Challenge: Reproduce every line of the listing below, requests included, and shift both numbers in each coordinate pair of the answers by -76. Leave the pictures out.

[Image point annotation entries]
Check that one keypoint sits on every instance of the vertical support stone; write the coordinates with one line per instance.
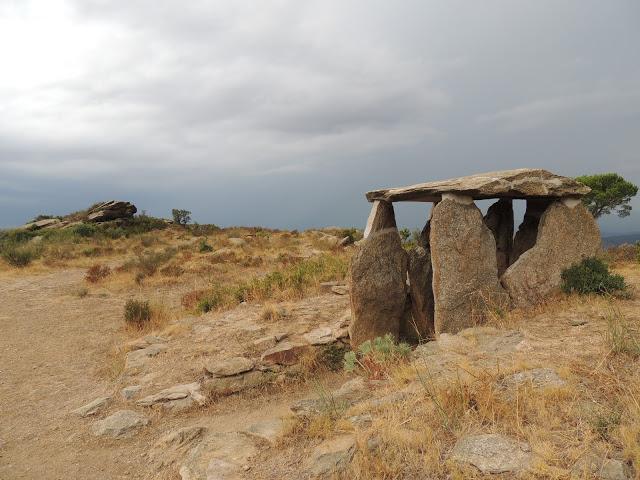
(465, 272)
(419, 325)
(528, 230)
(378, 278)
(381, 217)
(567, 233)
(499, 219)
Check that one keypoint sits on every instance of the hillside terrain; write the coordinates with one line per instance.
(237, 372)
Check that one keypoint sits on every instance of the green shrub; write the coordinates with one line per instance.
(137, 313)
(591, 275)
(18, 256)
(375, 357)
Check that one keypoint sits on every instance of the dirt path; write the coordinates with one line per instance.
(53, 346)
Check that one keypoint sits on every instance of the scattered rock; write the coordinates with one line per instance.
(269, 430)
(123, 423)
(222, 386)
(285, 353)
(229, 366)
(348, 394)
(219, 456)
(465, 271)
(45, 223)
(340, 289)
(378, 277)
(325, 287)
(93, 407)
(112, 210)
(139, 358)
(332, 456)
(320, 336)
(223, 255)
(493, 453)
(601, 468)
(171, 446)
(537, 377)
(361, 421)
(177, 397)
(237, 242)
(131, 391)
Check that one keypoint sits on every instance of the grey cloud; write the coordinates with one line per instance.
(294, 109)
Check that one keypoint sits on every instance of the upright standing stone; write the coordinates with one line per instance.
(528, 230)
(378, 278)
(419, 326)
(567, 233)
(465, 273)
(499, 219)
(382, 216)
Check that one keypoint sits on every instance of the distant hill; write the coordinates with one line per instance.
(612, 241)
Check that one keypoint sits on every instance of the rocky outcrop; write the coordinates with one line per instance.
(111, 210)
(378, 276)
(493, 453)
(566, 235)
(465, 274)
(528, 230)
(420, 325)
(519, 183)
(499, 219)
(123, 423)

Solved problem:
Check that one keypoint sits on every instance of the vertical support stone; write the coordinates with one line per instance.
(389, 196)
(343, 249)
(452, 154)
(302, 202)
(305, 141)
(491, 157)
(423, 143)
Check that one keypoint sits on every instance of the hillside terrain; write the coordinates with one line per instance.
(161, 296)
Check that one keypoint sits on every instance of the green shrub; write the coordinates with one line per instance.
(61, 237)
(515, 199)
(-58, 180)
(299, 281)
Check that one keypoint sits on every instance of the dirt path; write the coordinates with one line per instance.
(-23, 270)
Check that one keypoint sits on every instance of the scattered rock; write the coordinates with one line per instance.
(193, 354)
(47, 347)
(146, 310)
(209, 277)
(153, 290)
(272, 318)
(143, 380)
(389, 195)
(-31, 147)
(264, 213)
(302, 201)
(249, 211)
(17, 331)
(36, 134)
(63, 282)
(256, 380)
(244, 260)
(147, 179)
(417, 377)
(525, 392)
(95, 370)
(461, 301)
(285, 345)
(101, 321)
(161, 166)
(55, 315)
Check that one keypoint sits on every instance of the grey cloud; write the coordinates with one line per instance.
(218, 33)
Check that one keypoint sits on every instance of the upright standing stone; write the coordinates with one line per instance.
(452, 154)
(302, 202)
(343, 250)
(491, 157)
(389, 197)
(423, 143)
(306, 140)
Check that one keypoint sits on every instance of the distant hill; write the coordinates with one line per instance.
(536, 165)
Check that one keypoint sits on every instance of the rocky outcrop; write the coordinates with one line per instance.
(35, 134)
(302, 200)
(417, 377)
(490, 159)
(389, 198)
(452, 154)
(344, 249)
(443, 107)
(423, 143)
(47, 347)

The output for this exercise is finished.